**What this task involves:**
Return the lines of the records verbatim, from the first line through the line containing "left=206, top=103, right=221, bottom=110", with both of those lines included. Omit the pictures from your answer.
## START Stored rows
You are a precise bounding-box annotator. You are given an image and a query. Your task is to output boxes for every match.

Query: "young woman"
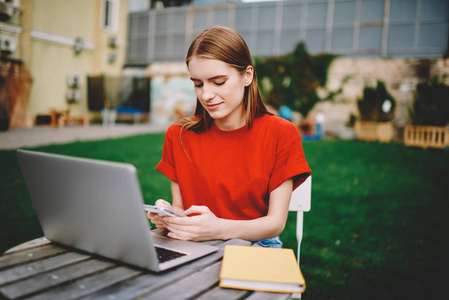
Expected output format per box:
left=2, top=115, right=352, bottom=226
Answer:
left=148, top=27, right=311, bottom=247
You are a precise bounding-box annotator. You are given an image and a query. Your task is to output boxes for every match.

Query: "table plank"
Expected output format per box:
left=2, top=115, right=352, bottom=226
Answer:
left=0, top=252, right=90, bottom=286
left=0, top=244, right=68, bottom=270
left=0, top=259, right=113, bottom=299
left=27, top=266, right=142, bottom=300
left=139, top=262, right=221, bottom=299
left=76, top=240, right=250, bottom=300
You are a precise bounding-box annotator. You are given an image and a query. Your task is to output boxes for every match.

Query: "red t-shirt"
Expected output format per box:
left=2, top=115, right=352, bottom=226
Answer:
left=156, top=115, right=311, bottom=220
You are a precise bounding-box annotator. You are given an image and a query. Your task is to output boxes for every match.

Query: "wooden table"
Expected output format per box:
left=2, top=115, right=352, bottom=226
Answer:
left=0, top=238, right=291, bottom=300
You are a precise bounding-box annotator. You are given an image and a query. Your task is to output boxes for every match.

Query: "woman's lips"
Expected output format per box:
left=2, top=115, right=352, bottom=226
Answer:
left=206, top=103, right=221, bottom=110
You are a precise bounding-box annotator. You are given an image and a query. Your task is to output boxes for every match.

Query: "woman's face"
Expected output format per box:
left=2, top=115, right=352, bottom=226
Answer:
left=189, top=56, right=253, bottom=130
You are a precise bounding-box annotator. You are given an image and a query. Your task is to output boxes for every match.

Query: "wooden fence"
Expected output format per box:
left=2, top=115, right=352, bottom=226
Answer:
left=404, top=125, right=449, bottom=149
left=355, top=122, right=393, bottom=143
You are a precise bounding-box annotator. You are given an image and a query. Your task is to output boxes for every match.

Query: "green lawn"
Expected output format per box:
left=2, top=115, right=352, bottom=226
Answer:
left=0, top=134, right=449, bottom=299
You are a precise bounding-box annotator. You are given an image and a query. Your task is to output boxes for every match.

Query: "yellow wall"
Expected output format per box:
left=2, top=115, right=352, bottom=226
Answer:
left=21, top=0, right=128, bottom=118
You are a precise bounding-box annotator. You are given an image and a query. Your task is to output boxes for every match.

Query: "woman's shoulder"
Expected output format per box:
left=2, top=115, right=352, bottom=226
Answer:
left=256, top=114, right=297, bottom=130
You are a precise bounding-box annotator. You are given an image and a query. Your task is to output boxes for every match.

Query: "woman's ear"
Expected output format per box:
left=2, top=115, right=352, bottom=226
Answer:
left=244, top=66, right=254, bottom=86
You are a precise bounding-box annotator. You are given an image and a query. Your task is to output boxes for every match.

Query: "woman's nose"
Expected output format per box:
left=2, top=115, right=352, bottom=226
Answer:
left=201, top=84, right=215, bottom=100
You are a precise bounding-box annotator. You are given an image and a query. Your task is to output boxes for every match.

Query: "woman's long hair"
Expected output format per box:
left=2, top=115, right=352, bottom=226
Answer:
left=175, top=26, right=270, bottom=133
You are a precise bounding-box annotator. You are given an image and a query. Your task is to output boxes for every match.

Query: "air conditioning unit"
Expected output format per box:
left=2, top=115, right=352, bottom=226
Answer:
left=65, top=90, right=81, bottom=104
left=0, top=36, right=17, bottom=55
left=67, top=74, right=81, bottom=89
left=0, top=1, right=14, bottom=21
left=108, top=36, right=119, bottom=48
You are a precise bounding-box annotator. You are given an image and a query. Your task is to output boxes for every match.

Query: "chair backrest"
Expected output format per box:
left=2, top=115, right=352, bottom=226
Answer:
left=288, top=176, right=312, bottom=264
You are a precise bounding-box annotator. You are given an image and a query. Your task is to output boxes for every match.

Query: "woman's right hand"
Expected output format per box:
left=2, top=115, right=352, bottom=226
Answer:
left=147, top=199, right=173, bottom=230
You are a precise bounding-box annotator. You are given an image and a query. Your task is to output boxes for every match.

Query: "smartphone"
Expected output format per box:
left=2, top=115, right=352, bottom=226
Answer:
left=143, top=204, right=182, bottom=217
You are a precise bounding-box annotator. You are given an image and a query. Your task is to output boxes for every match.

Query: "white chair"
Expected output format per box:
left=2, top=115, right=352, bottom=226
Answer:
left=288, top=176, right=312, bottom=299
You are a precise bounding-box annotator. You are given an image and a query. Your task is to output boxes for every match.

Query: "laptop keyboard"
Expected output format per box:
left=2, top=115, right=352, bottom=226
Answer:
left=155, top=246, right=186, bottom=263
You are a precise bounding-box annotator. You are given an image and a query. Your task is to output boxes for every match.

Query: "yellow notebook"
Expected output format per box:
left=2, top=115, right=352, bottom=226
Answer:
left=220, top=245, right=306, bottom=293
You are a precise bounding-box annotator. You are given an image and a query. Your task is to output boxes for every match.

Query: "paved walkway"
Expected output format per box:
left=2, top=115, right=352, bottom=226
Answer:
left=0, top=124, right=166, bottom=149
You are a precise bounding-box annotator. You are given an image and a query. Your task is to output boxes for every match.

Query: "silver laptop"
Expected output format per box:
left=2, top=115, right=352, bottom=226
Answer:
left=17, top=150, right=218, bottom=272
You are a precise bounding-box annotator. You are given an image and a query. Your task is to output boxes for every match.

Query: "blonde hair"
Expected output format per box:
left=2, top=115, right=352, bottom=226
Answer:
left=175, top=26, right=270, bottom=133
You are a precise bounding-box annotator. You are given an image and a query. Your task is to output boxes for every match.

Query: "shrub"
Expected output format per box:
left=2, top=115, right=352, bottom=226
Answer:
left=409, top=77, right=449, bottom=126
left=357, top=80, right=396, bottom=122
left=255, top=43, right=335, bottom=117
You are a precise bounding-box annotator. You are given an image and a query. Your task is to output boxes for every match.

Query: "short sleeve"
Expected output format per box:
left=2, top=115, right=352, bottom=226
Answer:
left=268, top=121, right=311, bottom=193
left=156, top=125, right=178, bottom=182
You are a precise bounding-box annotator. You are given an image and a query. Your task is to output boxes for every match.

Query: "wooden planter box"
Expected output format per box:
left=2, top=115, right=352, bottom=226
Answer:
left=404, top=125, right=449, bottom=149
left=355, top=121, right=393, bottom=143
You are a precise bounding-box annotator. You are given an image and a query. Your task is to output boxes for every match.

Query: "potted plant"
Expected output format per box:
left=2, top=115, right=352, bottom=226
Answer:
left=355, top=80, right=396, bottom=142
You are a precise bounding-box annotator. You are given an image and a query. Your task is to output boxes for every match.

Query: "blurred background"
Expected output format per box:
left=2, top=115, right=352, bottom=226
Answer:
left=0, top=0, right=449, bottom=140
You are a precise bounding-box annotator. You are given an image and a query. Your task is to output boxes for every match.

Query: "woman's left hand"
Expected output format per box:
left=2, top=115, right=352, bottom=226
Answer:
left=163, top=205, right=221, bottom=241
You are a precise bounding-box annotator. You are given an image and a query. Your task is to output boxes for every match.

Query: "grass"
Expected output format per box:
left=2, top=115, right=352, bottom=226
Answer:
left=0, top=134, right=449, bottom=299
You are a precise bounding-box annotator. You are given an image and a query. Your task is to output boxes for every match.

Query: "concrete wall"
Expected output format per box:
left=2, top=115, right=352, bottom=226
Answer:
left=22, top=0, right=127, bottom=118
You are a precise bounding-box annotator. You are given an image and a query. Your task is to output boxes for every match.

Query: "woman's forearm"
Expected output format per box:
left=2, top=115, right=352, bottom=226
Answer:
left=218, top=216, right=285, bottom=241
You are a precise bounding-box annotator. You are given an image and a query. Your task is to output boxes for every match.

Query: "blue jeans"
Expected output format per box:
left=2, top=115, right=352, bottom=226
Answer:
left=251, top=236, right=283, bottom=248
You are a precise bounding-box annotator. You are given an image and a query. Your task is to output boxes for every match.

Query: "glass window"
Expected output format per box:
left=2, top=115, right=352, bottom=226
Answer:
left=102, top=0, right=120, bottom=31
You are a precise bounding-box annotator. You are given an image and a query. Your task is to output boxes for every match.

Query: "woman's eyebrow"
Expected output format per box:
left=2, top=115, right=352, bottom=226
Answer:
left=190, top=75, right=228, bottom=81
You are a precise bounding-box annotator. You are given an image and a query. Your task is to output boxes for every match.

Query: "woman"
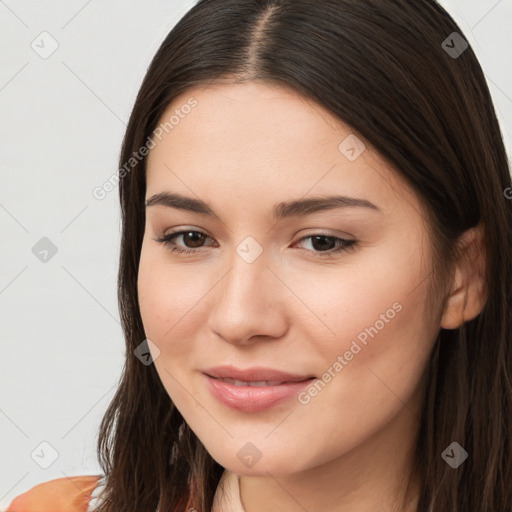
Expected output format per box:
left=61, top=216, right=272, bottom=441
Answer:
left=9, top=0, right=512, bottom=512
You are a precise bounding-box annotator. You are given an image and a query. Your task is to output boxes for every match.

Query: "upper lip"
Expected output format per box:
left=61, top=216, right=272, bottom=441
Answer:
left=203, top=366, right=314, bottom=382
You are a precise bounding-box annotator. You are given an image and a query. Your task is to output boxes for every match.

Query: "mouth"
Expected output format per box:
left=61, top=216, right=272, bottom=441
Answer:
left=203, top=367, right=315, bottom=412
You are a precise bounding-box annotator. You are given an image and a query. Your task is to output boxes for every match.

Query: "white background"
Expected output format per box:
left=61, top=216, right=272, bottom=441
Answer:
left=0, top=0, right=512, bottom=508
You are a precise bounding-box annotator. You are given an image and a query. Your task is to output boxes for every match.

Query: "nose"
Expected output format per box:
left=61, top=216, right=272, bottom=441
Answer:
left=208, top=246, right=289, bottom=345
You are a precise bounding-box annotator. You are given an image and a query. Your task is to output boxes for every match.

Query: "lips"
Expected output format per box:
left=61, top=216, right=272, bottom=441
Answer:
left=203, top=366, right=314, bottom=385
left=203, top=366, right=314, bottom=412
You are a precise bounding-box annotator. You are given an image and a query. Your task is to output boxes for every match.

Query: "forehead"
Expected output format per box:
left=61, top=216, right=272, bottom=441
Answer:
left=147, top=82, right=419, bottom=220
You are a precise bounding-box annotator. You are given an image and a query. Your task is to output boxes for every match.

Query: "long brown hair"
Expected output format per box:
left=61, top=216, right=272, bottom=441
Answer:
left=98, top=0, right=512, bottom=512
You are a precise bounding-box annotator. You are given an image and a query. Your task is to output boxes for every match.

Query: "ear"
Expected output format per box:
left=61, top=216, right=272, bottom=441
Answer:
left=441, top=223, right=487, bottom=329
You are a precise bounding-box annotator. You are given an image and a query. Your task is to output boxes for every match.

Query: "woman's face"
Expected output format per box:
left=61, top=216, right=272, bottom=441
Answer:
left=138, top=82, right=441, bottom=475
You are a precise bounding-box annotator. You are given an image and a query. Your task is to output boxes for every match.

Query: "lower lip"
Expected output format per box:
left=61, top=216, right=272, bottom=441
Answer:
left=206, top=375, right=314, bottom=412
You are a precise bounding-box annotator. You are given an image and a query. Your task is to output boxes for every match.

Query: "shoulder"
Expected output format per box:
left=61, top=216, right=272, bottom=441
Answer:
left=6, top=475, right=102, bottom=512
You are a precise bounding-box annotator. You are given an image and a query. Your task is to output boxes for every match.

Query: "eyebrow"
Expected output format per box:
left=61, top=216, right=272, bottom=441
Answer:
left=146, top=192, right=382, bottom=221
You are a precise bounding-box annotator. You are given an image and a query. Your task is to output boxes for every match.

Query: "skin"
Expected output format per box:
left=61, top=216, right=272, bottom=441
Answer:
left=138, top=82, right=488, bottom=512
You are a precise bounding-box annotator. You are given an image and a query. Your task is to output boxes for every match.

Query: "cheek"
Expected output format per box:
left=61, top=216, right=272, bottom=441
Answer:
left=137, top=246, right=211, bottom=358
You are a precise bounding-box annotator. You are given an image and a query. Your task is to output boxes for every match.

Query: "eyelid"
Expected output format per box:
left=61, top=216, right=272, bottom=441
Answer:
left=154, top=228, right=359, bottom=258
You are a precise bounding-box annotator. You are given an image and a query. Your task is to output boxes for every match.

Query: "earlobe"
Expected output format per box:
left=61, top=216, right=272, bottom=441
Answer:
left=441, top=223, right=487, bottom=329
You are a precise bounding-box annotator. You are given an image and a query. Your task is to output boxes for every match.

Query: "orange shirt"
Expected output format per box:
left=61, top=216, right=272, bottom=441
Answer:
left=6, top=476, right=101, bottom=512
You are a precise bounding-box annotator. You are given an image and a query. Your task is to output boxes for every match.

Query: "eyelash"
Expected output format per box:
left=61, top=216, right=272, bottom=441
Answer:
left=154, top=229, right=358, bottom=258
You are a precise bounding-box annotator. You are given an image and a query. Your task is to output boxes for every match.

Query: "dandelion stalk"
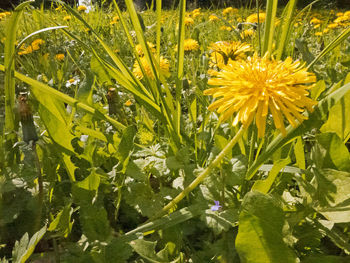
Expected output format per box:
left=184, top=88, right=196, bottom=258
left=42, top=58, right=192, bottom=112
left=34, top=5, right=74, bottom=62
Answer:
left=155, top=126, right=245, bottom=218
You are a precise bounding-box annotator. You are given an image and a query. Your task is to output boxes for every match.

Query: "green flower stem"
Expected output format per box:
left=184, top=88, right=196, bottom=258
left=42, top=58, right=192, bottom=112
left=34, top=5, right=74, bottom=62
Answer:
left=153, top=126, right=245, bottom=219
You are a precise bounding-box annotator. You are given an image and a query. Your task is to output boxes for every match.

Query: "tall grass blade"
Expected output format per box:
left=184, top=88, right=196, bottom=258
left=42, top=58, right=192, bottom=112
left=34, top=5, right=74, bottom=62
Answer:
left=262, top=0, right=278, bottom=55
left=175, top=0, right=186, bottom=140
left=307, top=28, right=350, bottom=68
left=276, top=0, right=297, bottom=60
left=3, top=1, right=33, bottom=163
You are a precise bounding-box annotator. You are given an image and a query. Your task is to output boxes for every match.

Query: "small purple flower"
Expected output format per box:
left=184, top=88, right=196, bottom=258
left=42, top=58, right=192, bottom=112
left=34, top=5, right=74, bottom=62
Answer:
left=210, top=201, right=222, bottom=211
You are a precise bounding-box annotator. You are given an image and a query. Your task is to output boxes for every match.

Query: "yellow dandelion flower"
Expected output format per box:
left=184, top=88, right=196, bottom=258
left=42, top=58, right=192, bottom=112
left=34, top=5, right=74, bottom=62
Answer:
left=63, top=16, right=72, bottom=21
left=133, top=56, right=170, bottom=79
left=185, top=17, right=194, bottom=26
left=124, top=100, right=132, bottom=107
left=327, top=23, right=338, bottom=29
left=204, top=54, right=316, bottom=138
left=310, top=17, right=322, bottom=25
left=219, top=26, right=232, bottom=32
left=135, top=41, right=156, bottom=56
left=246, top=13, right=266, bottom=23
left=55, top=53, right=64, bottom=61
left=209, top=41, right=252, bottom=68
left=241, top=29, right=254, bottom=39
left=78, top=5, right=87, bottom=12
left=209, top=15, right=220, bottom=22
left=222, top=7, right=238, bottom=16
left=335, top=12, right=344, bottom=17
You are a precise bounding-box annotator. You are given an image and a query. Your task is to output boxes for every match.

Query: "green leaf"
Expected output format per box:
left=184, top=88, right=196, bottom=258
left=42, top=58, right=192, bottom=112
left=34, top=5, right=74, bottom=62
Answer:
left=47, top=204, right=73, bottom=237
left=321, top=92, right=350, bottom=142
left=130, top=239, right=174, bottom=263
left=32, top=89, right=75, bottom=153
left=103, top=239, right=132, bottom=263
left=302, top=255, right=350, bottom=263
left=252, top=158, right=291, bottom=194
left=12, top=226, right=46, bottom=263
left=310, top=80, right=326, bottom=100
left=236, top=191, right=299, bottom=263
left=75, top=171, right=100, bottom=191
left=313, top=133, right=350, bottom=171
left=79, top=203, right=112, bottom=241
left=246, top=83, right=350, bottom=180
left=314, top=169, right=350, bottom=223
left=201, top=208, right=238, bottom=235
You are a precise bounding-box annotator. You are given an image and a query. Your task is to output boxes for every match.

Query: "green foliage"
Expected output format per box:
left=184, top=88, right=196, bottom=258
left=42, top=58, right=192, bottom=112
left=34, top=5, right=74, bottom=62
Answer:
left=0, top=0, right=350, bottom=263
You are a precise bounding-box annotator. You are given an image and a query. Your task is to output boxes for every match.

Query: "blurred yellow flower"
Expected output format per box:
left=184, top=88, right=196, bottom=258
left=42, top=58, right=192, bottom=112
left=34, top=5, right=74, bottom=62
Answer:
left=241, top=29, right=254, bottom=39
left=133, top=56, right=170, bottom=79
left=246, top=13, right=266, bottom=23
left=204, top=54, right=316, bottom=138
left=310, top=17, right=322, bottom=24
left=124, top=100, right=132, bottom=107
left=209, top=15, right=220, bottom=22
left=209, top=41, right=252, bottom=68
left=63, top=16, right=72, bottom=21
left=185, top=17, right=194, bottom=26
left=175, top=38, right=199, bottom=51
left=222, top=7, right=238, bottom=16
left=55, top=53, right=64, bottom=61
left=135, top=41, right=156, bottom=56
left=78, top=5, right=87, bottom=12
left=327, top=23, right=338, bottom=29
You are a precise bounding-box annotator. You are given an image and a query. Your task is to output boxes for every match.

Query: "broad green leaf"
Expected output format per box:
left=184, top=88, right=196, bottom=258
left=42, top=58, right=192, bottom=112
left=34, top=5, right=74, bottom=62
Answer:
left=201, top=208, right=238, bottom=235
left=47, top=204, right=73, bottom=237
left=130, top=239, right=175, bottom=263
left=252, top=158, right=291, bottom=194
left=321, top=92, right=350, bottom=142
left=12, top=226, right=46, bottom=263
left=75, top=171, right=101, bottom=191
left=32, top=88, right=75, bottom=153
left=236, top=191, right=299, bottom=263
left=79, top=203, right=112, bottom=241
left=315, top=169, right=350, bottom=223
left=314, top=133, right=350, bottom=171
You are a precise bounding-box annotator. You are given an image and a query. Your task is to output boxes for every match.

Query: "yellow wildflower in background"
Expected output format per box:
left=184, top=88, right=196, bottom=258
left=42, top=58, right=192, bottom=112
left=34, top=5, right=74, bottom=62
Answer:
left=222, top=7, right=238, bottom=16
left=204, top=54, right=316, bottom=138
left=209, top=15, right=220, bottom=22
left=135, top=41, right=156, bottom=56
left=78, top=5, right=87, bottom=12
left=55, top=54, right=64, bottom=61
left=185, top=17, right=194, bottom=26
left=175, top=38, right=199, bottom=51
left=209, top=41, right=252, bottom=68
left=133, top=56, right=170, bottom=79
left=246, top=13, right=266, bottom=23
left=63, top=16, right=72, bottom=21
left=241, top=29, right=254, bottom=39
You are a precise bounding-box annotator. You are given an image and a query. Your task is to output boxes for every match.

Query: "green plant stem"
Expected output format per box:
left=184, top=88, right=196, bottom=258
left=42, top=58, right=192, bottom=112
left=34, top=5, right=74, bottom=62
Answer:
left=32, top=142, right=44, bottom=232
left=155, top=126, right=244, bottom=218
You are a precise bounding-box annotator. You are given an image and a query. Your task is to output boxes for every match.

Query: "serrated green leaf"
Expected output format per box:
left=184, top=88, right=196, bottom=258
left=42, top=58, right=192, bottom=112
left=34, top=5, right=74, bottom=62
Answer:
left=236, top=192, right=299, bottom=263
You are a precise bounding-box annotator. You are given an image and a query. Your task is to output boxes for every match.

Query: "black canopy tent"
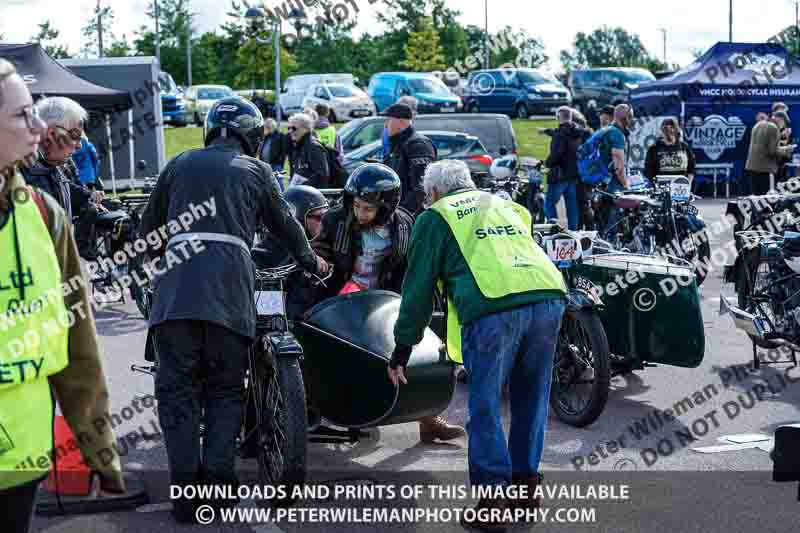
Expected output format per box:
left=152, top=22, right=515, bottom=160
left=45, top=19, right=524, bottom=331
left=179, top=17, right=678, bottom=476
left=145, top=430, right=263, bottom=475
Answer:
left=0, top=43, right=133, bottom=193
left=0, top=43, right=133, bottom=114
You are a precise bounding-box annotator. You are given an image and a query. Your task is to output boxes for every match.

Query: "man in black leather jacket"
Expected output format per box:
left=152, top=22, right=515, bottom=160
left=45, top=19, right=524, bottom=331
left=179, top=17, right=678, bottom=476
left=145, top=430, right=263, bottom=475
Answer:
left=141, top=97, right=328, bottom=522
left=383, top=104, right=436, bottom=215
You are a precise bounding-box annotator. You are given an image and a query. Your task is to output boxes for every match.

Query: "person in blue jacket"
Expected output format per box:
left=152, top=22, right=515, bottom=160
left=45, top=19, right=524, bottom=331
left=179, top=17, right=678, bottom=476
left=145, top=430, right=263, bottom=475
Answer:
left=72, top=134, right=100, bottom=189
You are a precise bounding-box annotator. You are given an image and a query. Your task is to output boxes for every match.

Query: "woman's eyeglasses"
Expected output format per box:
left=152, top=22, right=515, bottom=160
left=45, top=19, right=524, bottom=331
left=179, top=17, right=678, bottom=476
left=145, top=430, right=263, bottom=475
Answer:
left=20, top=106, right=39, bottom=130
left=53, top=126, right=83, bottom=142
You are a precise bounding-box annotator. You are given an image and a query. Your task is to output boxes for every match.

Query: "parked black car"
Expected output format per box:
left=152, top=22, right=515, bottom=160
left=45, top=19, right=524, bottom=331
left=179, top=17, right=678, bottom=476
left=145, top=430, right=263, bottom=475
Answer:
left=344, top=131, right=493, bottom=176
left=569, top=67, right=656, bottom=113
left=338, top=113, right=517, bottom=157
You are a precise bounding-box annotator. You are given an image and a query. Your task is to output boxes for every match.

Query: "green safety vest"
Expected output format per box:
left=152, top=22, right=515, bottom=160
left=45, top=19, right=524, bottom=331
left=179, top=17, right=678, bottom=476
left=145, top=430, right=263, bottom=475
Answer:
left=431, top=190, right=567, bottom=364
left=0, top=193, right=69, bottom=490
left=316, top=126, right=336, bottom=149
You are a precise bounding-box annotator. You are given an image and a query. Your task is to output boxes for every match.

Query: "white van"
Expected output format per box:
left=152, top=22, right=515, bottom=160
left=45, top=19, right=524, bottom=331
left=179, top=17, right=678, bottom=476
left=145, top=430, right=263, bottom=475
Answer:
left=303, top=83, right=376, bottom=122
left=278, top=74, right=355, bottom=116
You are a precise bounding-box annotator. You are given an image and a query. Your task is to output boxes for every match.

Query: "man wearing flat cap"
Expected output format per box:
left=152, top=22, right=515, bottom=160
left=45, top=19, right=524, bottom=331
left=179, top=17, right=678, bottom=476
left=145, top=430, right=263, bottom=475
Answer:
left=740, top=111, right=795, bottom=196
left=382, top=103, right=436, bottom=215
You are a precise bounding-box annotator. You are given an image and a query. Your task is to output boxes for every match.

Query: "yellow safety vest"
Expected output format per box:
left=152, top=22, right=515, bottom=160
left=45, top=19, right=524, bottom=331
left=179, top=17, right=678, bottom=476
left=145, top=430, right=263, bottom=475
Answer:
left=0, top=193, right=69, bottom=490
left=431, top=190, right=567, bottom=364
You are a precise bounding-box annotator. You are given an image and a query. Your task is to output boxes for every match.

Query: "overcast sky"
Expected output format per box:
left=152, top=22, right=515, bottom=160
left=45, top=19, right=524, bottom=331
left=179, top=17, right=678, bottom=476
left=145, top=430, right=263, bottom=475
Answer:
left=0, top=0, right=795, bottom=69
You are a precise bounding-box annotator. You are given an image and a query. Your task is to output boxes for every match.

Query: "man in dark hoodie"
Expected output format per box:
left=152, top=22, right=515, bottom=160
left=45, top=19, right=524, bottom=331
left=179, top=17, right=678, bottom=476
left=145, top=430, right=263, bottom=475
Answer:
left=544, top=107, right=583, bottom=230
left=644, top=117, right=695, bottom=185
## END Stored rows
**Response below:**
You are a precise bounding-box annotator. You are given an image and a query. Your task is to output boxes for every match.

Query: "young woman"
Expected output format per box:
left=2, top=115, right=352, bottom=226
Answer:
left=148, top=27, right=311, bottom=247
You are a precise bounding-box annotator. You are given an image and a query. Your task is to output boxes for every match.

Query: "table plank"
Expected output format per box:
left=2, top=115, right=352, bottom=226
Answer:
left=0, top=252, right=90, bottom=286
left=0, top=244, right=68, bottom=270
left=0, top=259, right=113, bottom=299
left=27, top=266, right=142, bottom=300
left=139, top=262, right=221, bottom=299
left=76, top=240, right=250, bottom=300
You are a precise bounding-box annotator. You are given an image and a query. Your task is to output boxes for every match.

Query: "red t-shirt"
Expected output format per box:
left=2, top=115, right=352, bottom=226
Answer:
left=156, top=115, right=311, bottom=220
You are a precise bounding-box annotator. You are given an image and a query. Your task is to output boxes for every match.

Query: "wooden table"
Expected output format per box:
left=2, top=115, right=352, bottom=226
Answer:
left=0, top=238, right=291, bottom=300
You are a precise bounding-box annotator. You are given an image and a query. Your task is to output boxes for every match.

Query: "woman's lips"
Expected output format per box:
left=2, top=115, right=352, bottom=226
Answer:
left=206, top=103, right=221, bottom=110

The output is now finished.